▸ What you have to do
Gather every line in the listing below that contains the word "cloud" and copy each of those lines in full.
+ + +
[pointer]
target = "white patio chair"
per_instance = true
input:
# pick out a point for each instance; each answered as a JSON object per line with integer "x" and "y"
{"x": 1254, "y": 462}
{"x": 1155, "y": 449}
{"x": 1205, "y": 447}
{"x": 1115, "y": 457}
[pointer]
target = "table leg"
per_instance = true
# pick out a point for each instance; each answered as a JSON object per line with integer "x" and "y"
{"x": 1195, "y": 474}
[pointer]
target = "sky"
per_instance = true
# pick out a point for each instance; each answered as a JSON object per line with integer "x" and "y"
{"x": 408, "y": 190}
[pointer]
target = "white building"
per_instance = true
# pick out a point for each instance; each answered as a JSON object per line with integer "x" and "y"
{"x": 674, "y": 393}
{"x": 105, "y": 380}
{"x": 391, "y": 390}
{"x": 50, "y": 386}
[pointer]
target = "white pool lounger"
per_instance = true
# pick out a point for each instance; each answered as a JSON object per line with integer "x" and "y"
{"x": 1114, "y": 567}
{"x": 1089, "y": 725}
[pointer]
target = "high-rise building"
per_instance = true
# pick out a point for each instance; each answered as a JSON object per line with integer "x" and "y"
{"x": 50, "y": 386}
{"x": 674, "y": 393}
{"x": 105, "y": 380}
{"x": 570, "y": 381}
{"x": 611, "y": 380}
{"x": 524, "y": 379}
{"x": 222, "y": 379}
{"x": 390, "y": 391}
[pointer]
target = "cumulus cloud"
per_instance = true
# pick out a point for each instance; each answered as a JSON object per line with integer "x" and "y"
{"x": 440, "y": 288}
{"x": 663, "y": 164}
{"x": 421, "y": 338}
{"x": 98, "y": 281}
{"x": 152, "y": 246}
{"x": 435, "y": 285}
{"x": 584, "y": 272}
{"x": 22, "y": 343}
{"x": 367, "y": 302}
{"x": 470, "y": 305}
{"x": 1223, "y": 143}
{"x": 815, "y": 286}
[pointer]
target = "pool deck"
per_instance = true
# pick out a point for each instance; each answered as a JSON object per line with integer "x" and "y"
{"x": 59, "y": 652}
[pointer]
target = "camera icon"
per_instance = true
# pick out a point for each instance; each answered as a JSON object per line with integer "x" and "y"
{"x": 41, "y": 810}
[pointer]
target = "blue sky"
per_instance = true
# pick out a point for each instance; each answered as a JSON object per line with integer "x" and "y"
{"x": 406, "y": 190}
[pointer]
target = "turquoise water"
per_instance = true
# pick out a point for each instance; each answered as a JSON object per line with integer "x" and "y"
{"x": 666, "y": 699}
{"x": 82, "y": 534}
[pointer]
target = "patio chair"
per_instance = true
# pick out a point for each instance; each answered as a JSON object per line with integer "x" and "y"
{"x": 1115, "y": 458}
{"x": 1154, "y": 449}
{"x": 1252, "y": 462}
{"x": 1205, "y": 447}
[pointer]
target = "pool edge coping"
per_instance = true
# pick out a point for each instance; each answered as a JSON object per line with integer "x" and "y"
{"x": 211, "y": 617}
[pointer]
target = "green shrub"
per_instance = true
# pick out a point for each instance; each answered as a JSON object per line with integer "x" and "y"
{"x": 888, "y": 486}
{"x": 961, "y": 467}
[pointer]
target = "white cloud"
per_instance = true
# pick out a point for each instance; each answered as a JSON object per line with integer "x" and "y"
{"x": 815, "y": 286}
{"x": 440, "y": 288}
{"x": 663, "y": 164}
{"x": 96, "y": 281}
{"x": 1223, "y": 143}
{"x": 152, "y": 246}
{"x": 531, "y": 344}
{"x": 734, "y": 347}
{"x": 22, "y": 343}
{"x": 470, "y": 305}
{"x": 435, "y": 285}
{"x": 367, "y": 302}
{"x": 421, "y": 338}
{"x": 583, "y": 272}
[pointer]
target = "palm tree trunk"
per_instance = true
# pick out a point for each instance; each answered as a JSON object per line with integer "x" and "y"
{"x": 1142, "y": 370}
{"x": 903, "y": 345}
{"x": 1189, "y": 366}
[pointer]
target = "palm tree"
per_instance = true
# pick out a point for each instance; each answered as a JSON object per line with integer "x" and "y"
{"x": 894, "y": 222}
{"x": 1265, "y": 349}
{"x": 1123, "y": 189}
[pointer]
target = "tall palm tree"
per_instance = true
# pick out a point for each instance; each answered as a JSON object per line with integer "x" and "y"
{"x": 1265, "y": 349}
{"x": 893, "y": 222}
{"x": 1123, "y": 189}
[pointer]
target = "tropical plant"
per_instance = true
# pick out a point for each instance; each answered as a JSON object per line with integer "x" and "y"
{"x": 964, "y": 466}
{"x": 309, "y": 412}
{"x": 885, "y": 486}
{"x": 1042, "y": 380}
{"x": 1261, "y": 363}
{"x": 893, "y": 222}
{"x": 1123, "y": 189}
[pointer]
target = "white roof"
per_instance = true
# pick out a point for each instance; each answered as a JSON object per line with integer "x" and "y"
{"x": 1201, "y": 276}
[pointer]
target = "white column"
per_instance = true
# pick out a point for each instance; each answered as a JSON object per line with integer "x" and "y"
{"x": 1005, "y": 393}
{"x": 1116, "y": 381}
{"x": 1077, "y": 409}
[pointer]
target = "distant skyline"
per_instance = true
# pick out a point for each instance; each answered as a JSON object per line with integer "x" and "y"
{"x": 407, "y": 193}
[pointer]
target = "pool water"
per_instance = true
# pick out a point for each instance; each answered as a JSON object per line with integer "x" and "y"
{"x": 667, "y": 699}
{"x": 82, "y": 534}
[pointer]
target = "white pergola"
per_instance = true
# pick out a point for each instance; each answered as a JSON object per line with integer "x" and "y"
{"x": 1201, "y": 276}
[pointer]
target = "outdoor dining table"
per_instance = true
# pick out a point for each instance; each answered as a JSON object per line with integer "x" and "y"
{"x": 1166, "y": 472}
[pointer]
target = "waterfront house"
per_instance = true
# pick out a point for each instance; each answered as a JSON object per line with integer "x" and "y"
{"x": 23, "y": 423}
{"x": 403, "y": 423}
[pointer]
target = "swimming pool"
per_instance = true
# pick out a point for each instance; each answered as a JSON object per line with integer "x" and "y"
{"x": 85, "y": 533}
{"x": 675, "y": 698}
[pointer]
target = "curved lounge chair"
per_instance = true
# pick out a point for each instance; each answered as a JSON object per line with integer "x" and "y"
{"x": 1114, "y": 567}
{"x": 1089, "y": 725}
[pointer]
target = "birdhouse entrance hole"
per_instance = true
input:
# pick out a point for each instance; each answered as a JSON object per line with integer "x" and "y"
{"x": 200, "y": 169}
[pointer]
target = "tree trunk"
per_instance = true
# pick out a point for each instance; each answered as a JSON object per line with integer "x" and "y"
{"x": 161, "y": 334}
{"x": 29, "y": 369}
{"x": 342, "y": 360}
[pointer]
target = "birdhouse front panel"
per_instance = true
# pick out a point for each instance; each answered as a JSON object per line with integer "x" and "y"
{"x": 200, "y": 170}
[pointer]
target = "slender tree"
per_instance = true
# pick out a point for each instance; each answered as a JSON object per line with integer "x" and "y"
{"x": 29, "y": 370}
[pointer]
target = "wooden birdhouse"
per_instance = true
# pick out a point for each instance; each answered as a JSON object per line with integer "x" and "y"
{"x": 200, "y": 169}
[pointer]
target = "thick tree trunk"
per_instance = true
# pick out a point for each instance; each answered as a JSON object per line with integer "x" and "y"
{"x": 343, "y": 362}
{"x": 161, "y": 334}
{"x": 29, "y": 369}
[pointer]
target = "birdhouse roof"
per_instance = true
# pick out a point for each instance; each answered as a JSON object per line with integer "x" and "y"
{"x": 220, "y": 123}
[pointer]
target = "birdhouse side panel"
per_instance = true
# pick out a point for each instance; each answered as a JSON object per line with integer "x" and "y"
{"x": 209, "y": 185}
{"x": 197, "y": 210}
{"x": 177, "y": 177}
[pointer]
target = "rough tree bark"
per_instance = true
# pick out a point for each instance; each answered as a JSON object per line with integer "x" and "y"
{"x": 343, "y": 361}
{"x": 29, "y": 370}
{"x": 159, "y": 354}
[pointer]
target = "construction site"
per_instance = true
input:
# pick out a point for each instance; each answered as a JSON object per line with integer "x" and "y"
+ + +
▸ The answer
target = "cumulus cloud"
target = "white cloud"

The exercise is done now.